PASSAGE TO READ START

Student in Good Standing Policy
The HM Department reserves the right to terminate enrollment for students who fail to meet academic, professional and personal standards. The academic standard addresses GPA and class attendance; the professional standard includes service hours and work experience; and the personal behavior standard encompasses ethical issues on and off campus, in any setting that may reflect negatively on the student and/or the program. The department reserves the right to admonish and expel any student who has been found in serious violation of any of these tenets, which are held in the highest regard. Student in Good Standing policy documents can be obtained in the Hospitality Management office.
Student Trips
It is expected that students participating in department sponsored trips will follow all rules as outlined in the Event Attendee Policy Guide (posted in HM Department). The faculty reserves the right to approve all attendee participation based on such criteria as grade level, academic standing and student performance. Students must read and sign an agreement in order to be allowed to participate in trips. Students must complete two terms in the department and be in good standing to be allowed to participate in department sponsored trips. A qualified student (one who has departmental permission or earned at least 60 credits or has taken at least 6 HM courses) may choose to intern during the summer or to leave campus during the regular academic calendar year to obtain valuable management experience.
HM Major/Concentration - Bachelor of Arts Requirements
All HM majors must carry a minimum 2.5 GPA in major courses, overall, to meet departmental and certification requirements. Any special programs and/or certificate offerings under the supervision of the HM Department must meet similarly stipulated requirements. HM Department requirements can supersede university requirement(s) and may be modified at any time. Student majors who fail to earn a grade of C or higher in an HM course or concentration course must repeat the course. If the student does not receive a C after repeating the course, a decision will be made by the chair regarding permission to retake the course or possible termination from the major.
Transfer Students
Students transferring into the HM Department from another college or department are governed by the Mercyhurst transfer policy. The transfer policy stipulates that no major course with a grade below a C will be accepted,at least one half of the credits required by the HM Department (31 credits) must be completed at Mercyhurst (unless otherwise specified by articulation agreement), no HM course or departmental offering may be taken on a passfail basis, all transfer students are subject to the same requirements as the traditional student majoring in the HM curriculum, and all transfer students must complete the 200 required practicum hours prior to HM academic program completion. The HM Department will accept a maximum of 50 community service hours from the student’s transfer institution.

PASSAGE TO READ END
GIVEN ENTRIES START

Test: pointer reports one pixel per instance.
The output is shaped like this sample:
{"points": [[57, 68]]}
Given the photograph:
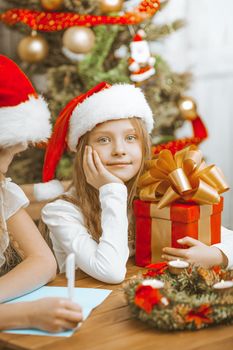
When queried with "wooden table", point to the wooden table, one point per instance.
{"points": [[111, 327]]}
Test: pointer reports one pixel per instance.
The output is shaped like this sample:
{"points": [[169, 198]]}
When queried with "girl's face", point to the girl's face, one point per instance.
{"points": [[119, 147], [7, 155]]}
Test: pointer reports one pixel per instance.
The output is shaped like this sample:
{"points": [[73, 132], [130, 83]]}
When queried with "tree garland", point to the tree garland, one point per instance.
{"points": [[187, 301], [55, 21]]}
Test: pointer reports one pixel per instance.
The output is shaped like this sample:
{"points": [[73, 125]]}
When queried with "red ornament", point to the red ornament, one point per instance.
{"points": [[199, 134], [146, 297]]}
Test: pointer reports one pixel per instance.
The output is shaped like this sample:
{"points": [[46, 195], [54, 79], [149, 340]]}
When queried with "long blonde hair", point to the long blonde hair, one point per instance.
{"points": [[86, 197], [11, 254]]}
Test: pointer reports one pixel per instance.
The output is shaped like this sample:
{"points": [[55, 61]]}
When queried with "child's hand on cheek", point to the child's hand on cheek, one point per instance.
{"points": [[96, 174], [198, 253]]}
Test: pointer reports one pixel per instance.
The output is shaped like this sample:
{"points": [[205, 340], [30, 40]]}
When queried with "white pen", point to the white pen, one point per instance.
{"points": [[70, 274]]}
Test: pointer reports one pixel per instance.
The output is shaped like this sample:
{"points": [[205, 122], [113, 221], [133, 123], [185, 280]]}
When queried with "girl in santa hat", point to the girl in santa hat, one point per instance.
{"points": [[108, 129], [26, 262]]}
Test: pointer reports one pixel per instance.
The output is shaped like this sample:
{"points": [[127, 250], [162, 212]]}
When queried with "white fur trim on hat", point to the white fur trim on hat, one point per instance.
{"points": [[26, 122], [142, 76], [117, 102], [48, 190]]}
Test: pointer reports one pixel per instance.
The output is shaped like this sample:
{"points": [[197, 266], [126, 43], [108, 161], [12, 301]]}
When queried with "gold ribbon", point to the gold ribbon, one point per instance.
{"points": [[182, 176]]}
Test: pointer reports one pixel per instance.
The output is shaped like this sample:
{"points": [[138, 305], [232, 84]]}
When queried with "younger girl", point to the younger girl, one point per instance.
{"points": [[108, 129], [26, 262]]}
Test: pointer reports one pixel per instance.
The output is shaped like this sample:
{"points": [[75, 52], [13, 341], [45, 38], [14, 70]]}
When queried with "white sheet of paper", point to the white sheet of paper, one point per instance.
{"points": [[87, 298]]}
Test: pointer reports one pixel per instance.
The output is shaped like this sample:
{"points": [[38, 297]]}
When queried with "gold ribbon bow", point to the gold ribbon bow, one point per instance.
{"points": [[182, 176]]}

GIVEN ENTRIES END
GIVEN ENTRIES START

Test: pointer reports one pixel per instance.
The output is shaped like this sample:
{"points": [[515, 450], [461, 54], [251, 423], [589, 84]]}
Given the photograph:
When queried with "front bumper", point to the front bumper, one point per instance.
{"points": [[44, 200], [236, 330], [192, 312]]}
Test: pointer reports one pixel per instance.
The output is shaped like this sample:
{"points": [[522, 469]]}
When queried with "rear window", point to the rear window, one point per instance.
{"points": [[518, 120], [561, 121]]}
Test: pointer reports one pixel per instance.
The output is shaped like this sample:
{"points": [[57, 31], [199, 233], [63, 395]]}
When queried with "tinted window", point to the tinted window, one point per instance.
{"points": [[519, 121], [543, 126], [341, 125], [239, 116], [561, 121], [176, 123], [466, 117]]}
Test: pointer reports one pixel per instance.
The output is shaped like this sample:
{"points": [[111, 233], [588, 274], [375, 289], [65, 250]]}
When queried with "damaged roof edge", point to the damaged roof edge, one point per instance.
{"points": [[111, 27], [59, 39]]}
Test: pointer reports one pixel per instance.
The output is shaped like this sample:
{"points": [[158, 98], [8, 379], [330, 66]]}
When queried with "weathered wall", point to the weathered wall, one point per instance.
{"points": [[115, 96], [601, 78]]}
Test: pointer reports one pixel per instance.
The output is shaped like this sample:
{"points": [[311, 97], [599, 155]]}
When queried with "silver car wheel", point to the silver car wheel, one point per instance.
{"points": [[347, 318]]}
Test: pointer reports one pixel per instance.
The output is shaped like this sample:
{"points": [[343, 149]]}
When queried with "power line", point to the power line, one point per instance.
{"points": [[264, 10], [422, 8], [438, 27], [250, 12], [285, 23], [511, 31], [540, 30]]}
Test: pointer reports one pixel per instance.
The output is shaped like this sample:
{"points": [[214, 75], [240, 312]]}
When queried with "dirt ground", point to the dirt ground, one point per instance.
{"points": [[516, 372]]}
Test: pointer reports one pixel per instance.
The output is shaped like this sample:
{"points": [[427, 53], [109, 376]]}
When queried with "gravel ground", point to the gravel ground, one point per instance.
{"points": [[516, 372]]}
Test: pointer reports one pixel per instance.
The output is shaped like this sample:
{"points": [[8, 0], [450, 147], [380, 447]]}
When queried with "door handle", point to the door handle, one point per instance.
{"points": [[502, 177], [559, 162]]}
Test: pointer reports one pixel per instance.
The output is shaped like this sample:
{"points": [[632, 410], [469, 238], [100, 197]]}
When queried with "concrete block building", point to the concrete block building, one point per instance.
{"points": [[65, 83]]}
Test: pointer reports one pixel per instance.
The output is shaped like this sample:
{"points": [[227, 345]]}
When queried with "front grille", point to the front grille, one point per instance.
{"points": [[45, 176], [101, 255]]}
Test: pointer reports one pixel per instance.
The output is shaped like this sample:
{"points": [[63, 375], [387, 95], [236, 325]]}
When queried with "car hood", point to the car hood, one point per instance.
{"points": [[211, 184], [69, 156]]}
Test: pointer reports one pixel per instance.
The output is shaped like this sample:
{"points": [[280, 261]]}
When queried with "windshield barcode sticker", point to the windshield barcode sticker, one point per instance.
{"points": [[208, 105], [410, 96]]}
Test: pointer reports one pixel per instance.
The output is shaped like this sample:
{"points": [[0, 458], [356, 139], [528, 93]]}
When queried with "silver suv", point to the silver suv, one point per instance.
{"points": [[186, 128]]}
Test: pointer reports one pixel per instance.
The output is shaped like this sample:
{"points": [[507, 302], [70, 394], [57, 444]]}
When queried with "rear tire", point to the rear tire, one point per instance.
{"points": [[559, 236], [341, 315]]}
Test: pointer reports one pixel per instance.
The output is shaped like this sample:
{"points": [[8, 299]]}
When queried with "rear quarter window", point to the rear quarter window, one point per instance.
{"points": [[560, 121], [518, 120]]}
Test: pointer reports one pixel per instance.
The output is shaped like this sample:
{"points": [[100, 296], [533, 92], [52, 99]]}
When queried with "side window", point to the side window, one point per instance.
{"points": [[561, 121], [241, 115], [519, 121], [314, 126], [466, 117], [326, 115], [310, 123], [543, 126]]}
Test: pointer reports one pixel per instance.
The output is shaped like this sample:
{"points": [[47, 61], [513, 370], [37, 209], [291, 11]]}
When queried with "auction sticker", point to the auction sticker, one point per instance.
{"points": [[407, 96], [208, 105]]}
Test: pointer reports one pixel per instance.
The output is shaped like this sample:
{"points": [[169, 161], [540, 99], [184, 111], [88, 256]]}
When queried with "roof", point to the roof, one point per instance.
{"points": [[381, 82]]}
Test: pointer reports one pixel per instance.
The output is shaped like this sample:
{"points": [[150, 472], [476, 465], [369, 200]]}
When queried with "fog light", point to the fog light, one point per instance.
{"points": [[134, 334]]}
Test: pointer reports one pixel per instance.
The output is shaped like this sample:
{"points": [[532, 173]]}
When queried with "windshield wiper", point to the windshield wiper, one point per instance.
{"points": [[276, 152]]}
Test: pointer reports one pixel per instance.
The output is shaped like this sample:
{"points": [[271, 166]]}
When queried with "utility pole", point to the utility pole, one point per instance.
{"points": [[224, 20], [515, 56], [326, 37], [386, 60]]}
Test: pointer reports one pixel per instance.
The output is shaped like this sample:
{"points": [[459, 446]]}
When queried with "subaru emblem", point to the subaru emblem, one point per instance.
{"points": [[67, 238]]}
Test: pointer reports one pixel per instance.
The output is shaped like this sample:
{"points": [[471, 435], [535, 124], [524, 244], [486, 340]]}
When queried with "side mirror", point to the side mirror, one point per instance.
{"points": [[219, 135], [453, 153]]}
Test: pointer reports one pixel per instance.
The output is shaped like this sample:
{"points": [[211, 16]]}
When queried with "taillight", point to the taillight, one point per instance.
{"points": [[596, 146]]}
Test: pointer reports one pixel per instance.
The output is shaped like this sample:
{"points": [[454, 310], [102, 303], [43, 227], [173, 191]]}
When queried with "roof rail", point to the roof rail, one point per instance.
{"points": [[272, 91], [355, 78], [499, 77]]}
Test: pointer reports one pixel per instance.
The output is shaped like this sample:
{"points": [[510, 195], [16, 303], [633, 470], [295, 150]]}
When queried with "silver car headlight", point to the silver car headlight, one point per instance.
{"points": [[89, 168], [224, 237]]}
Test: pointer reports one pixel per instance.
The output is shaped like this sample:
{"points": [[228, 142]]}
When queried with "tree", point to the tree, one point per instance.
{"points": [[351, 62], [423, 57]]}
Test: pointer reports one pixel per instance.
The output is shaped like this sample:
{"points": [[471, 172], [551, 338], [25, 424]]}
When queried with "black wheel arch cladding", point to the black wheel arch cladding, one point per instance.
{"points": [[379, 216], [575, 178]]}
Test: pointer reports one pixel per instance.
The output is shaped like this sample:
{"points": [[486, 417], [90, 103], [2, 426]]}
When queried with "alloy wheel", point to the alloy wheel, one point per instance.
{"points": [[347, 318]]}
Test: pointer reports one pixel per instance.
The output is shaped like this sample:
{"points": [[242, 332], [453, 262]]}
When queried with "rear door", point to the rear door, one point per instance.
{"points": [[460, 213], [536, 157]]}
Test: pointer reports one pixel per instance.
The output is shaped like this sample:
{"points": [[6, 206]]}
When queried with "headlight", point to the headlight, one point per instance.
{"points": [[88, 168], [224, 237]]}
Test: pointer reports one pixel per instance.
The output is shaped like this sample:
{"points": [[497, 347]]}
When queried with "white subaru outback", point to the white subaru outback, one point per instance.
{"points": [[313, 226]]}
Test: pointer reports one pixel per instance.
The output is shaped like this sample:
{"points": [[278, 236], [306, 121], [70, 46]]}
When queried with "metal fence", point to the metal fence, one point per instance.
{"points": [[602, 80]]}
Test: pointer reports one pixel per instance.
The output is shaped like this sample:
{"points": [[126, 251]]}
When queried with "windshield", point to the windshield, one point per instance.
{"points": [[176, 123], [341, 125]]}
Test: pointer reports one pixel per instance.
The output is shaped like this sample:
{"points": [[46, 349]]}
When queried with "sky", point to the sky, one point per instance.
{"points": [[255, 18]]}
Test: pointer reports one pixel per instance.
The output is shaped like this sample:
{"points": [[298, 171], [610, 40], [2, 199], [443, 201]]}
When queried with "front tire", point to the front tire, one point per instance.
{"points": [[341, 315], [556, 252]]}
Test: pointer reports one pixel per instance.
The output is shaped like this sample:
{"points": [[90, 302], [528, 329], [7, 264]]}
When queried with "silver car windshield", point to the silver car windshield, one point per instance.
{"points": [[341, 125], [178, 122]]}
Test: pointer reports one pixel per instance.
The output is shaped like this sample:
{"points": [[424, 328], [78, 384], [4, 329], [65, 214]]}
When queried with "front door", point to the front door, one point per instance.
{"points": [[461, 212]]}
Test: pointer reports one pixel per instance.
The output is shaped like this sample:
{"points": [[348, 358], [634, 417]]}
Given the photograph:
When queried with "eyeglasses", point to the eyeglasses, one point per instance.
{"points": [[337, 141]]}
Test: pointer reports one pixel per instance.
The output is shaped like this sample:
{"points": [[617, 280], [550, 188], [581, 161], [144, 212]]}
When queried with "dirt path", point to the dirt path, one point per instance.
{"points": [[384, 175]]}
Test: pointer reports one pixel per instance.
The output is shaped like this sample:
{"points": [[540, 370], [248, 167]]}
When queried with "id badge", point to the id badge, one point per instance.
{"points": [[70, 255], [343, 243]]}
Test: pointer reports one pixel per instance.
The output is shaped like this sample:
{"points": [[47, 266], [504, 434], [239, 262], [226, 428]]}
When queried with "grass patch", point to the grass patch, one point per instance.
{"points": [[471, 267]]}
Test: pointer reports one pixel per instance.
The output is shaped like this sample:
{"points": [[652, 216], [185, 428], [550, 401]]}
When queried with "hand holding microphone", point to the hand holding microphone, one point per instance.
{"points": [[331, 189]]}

GIVEN ENTRIES END
GIVEN ENTRIES START

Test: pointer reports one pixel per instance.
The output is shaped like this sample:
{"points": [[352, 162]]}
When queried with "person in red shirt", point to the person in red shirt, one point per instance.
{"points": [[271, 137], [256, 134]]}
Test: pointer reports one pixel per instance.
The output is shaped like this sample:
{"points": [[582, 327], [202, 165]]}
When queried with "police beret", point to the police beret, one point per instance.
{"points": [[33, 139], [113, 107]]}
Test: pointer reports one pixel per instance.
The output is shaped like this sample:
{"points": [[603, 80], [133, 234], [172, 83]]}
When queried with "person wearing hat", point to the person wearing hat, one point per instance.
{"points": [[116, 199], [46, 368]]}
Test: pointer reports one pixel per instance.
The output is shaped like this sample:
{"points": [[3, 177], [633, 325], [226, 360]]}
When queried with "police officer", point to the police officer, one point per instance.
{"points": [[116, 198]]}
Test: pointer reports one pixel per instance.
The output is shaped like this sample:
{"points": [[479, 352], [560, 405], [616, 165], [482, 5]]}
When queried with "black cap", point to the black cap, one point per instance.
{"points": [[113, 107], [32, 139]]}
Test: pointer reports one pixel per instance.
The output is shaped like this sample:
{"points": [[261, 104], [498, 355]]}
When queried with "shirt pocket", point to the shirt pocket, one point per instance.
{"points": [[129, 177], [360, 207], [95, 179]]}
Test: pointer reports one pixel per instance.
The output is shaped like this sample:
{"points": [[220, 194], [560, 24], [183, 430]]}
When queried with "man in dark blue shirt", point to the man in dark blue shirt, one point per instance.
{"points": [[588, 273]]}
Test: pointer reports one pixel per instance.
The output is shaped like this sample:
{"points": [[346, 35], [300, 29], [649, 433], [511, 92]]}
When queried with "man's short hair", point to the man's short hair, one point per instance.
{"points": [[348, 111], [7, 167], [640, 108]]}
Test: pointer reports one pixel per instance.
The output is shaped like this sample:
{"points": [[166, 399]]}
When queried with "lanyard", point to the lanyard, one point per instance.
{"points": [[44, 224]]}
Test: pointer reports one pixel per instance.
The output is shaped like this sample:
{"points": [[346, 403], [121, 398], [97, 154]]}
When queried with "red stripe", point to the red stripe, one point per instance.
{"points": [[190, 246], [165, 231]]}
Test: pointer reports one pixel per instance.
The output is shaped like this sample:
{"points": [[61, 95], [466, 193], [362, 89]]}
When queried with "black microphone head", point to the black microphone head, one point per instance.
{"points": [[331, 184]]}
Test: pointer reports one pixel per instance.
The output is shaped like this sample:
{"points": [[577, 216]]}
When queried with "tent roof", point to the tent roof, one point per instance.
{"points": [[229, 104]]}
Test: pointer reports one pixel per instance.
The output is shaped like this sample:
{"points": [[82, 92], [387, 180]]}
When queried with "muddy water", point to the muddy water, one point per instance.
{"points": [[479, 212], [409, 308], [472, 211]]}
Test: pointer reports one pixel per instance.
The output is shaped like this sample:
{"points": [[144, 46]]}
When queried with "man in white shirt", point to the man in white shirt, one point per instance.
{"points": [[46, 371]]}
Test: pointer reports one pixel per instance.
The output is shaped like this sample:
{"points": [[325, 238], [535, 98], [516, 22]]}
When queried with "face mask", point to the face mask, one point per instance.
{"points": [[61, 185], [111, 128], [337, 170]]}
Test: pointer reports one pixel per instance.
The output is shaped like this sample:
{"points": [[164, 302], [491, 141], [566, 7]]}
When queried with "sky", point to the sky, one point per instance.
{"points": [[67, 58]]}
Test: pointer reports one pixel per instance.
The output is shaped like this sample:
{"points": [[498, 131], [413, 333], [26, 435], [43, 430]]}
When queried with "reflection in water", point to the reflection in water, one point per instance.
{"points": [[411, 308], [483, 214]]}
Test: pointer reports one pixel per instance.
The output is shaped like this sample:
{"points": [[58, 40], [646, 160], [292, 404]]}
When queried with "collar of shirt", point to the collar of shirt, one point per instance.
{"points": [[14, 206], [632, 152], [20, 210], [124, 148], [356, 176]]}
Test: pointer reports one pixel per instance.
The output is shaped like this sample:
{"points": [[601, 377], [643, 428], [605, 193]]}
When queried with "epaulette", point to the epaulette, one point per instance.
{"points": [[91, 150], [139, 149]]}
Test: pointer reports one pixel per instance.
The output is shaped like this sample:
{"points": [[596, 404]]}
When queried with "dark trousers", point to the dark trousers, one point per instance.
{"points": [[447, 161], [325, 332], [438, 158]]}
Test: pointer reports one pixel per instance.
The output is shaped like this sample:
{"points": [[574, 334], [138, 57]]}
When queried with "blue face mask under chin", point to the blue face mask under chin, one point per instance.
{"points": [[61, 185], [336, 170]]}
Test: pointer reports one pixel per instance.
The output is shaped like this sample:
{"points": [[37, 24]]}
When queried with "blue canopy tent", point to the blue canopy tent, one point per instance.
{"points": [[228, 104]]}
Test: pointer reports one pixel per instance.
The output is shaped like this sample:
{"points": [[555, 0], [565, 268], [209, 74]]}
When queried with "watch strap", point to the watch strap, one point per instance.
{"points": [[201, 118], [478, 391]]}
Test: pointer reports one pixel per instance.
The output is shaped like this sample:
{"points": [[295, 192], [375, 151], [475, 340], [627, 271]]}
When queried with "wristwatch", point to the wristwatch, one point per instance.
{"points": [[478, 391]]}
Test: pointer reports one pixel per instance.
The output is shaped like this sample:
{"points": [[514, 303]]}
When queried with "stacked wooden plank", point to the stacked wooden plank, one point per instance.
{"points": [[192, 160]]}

GIVEN ENTRIES END

| PROMPT A |
Quote the stretch of the HM department policy text from "Student Trips" through "valuable management experience.".
| PROMPT B |
According to the HM department policy text, how many community service hours will the department accept at most from a transfer student's previous institution?

| RESPONSE AREA A |
Student Trips
It is expected that students participating in department sponsored trips will follow all rules as outlined in the Event Attendee Policy Guide (posted in HM Department). The faculty reserves the right to approve all attendee participation based on such criteria as grade level, academic standing and student performance. Students must read and sign an agreement in order to be allowed to participate in trips. Students must complete two terms in the department and be in good standing to be allowed to participate in department sponsored trips. A qualified student (one who has departmental permission or earned at least 60 credits or has taken at least 6 HM courses) may choose to intern during the summer or to leave campus during the regular academic calendar year to obtain valuable management experience.

| RESPONSE AREA B |
A maximum of 50 community service hours.